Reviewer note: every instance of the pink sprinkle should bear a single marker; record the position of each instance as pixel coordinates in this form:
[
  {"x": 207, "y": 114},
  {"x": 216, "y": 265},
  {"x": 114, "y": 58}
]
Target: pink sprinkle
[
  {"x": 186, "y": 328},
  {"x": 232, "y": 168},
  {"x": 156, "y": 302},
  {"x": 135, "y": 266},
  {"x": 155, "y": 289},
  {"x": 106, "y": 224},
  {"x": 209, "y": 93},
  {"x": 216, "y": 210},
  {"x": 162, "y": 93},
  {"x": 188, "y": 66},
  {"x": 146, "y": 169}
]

⁂

### EXERCISE DESCRIPTION
Transcribe the full set of records precisely.

### ANSWER BOX
Reviewer note: every instance of the pink sprinkle should bear a single marker; record the position of each instance as pixel coordinates in this form:
[
  {"x": 207, "y": 114},
  {"x": 216, "y": 265},
  {"x": 114, "y": 58}
]
Target: pink sprinkle
[
  {"x": 186, "y": 328},
  {"x": 232, "y": 168},
  {"x": 156, "y": 302},
  {"x": 135, "y": 266},
  {"x": 155, "y": 289},
  {"x": 106, "y": 224},
  {"x": 209, "y": 93},
  {"x": 216, "y": 210},
  {"x": 162, "y": 93},
  {"x": 188, "y": 66},
  {"x": 146, "y": 169}
]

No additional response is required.